Task instructions:
Rewrite the rows from the line with "like point(191, 377)." to the line with "point(263, 269)", putting "brick wall" wherever "stone wall" appears and keeping every other character unchanged. Return only those lines.

Data for processing:
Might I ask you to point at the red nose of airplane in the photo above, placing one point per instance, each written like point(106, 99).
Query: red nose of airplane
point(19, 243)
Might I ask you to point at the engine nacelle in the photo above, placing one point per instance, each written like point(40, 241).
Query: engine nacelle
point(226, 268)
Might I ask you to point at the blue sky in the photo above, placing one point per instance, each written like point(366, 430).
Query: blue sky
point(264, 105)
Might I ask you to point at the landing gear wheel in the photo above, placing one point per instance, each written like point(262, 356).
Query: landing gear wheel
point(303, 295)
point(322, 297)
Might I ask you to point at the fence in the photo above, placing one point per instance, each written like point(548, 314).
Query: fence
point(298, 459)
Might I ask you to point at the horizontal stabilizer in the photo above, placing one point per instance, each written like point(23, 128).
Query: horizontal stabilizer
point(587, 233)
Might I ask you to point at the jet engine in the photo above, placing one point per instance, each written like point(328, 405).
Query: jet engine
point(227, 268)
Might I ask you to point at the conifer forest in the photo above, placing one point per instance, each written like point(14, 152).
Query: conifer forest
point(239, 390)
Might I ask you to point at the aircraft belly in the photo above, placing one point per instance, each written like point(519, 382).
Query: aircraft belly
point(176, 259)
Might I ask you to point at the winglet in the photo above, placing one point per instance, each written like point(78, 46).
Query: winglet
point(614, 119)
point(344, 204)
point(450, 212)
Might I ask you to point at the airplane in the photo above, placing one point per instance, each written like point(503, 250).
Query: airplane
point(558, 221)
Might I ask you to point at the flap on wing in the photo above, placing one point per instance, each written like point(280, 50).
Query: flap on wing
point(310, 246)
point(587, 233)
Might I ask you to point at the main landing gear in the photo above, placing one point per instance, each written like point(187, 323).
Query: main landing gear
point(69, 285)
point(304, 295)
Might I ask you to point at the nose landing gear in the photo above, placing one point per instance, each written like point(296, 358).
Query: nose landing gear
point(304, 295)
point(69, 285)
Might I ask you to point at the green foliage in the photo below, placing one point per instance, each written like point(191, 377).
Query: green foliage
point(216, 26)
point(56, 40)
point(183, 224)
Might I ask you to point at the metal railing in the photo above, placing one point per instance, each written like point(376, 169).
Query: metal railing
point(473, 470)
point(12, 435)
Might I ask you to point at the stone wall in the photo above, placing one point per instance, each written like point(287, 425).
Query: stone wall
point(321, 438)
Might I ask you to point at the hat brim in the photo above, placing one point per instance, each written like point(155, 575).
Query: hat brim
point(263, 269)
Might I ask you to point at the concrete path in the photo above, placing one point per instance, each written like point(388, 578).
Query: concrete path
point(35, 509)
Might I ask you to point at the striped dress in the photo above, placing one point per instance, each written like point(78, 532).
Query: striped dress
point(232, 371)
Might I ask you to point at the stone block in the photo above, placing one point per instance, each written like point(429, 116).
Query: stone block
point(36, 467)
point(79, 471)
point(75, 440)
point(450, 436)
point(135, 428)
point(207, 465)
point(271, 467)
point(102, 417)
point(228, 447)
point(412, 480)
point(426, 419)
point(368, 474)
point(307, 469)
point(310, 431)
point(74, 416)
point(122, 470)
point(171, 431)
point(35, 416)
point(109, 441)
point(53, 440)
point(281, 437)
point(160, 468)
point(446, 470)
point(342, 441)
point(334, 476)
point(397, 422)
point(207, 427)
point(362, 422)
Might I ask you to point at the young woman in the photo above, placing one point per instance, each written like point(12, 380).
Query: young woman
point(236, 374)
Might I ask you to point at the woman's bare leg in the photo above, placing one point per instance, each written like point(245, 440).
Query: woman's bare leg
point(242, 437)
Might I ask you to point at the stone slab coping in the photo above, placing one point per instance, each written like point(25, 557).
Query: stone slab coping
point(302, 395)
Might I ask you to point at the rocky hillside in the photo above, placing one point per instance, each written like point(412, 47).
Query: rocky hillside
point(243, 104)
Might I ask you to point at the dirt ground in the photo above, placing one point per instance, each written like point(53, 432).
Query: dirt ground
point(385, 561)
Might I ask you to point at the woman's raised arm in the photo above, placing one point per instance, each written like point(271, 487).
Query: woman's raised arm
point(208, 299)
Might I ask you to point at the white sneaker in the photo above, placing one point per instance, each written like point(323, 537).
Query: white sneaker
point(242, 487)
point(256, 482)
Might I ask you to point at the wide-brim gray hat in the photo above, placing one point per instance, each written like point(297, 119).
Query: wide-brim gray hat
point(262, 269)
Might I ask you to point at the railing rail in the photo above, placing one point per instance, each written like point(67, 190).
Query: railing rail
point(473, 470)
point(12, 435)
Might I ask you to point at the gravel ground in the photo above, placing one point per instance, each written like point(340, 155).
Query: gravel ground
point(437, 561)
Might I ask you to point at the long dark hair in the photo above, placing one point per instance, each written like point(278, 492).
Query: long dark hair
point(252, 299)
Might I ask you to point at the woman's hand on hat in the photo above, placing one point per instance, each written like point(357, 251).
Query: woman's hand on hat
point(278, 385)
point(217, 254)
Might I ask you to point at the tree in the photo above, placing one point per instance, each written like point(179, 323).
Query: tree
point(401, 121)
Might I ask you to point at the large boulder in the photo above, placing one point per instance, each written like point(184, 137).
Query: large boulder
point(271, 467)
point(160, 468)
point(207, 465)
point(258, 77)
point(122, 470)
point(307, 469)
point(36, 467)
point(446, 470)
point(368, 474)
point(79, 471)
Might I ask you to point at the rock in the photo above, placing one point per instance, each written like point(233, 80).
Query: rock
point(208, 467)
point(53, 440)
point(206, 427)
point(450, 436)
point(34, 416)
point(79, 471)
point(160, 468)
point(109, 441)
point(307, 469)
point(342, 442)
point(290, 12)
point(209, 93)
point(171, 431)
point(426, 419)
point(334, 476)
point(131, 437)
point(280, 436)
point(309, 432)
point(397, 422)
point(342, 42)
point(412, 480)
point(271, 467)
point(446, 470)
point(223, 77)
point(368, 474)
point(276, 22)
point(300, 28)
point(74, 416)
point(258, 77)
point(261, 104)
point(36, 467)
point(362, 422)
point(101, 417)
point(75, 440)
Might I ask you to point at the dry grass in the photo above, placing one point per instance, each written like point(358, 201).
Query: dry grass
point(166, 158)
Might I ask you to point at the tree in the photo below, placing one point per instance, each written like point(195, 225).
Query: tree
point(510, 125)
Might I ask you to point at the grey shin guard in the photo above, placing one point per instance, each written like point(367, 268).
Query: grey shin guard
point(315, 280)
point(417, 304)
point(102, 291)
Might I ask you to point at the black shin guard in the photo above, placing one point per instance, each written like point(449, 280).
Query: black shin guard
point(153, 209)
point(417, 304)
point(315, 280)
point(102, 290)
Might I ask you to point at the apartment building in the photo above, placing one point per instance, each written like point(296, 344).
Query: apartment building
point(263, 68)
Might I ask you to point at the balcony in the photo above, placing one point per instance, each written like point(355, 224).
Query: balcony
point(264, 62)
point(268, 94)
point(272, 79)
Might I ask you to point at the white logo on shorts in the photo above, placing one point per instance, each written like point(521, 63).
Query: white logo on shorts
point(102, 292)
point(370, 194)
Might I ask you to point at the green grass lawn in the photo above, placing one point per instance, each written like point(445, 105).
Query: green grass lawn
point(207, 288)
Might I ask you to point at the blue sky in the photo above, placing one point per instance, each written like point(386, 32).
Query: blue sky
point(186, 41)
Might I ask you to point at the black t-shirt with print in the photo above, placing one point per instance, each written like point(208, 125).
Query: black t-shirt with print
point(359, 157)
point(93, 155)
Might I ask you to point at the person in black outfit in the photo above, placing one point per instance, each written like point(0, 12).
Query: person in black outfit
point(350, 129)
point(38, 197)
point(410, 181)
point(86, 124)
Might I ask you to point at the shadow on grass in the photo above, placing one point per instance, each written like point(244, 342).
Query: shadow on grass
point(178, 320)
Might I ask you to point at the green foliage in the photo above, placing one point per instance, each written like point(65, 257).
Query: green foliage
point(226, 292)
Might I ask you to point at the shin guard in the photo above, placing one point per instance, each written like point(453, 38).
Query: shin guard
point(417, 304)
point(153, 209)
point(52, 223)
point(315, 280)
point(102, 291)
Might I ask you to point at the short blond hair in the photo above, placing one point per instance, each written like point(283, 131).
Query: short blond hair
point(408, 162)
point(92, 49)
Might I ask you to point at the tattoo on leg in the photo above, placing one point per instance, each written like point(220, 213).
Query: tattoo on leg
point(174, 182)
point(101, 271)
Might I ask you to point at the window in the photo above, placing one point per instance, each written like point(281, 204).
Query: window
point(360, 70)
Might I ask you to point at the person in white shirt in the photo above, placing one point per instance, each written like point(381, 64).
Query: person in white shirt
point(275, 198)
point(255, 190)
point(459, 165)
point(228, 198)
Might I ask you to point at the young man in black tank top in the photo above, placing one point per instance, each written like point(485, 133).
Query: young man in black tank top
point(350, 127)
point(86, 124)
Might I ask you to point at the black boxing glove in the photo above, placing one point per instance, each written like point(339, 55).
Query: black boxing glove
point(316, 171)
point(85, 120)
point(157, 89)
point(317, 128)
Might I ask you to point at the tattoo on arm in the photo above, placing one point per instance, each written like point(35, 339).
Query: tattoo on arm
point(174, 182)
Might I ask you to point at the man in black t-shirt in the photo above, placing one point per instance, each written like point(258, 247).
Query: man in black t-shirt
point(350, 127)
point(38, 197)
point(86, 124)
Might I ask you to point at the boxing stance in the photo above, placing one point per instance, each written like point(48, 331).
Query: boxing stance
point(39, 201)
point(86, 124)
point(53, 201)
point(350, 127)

Exercise result:
Might I ask you to point at the green foliage in the photo below, placing one point per instance, each written like point(191, 377).
Query: green foliage
point(216, 26)
point(56, 40)
point(183, 224)
Might I ask you to point at the metal railing in the photo above, placing one point per instance, each written like point(376, 169).
Query: metal railing
point(473, 470)
point(12, 435)
Might I ask you to point at the brick wall in the photo above, placing one point per instance, each written like point(287, 425).
Query: brick wall
point(321, 438)
Might I ask you to point at the hat brim in the photo above, placing one point per instance, each written like point(155, 575).
Query: hat brim
point(263, 269)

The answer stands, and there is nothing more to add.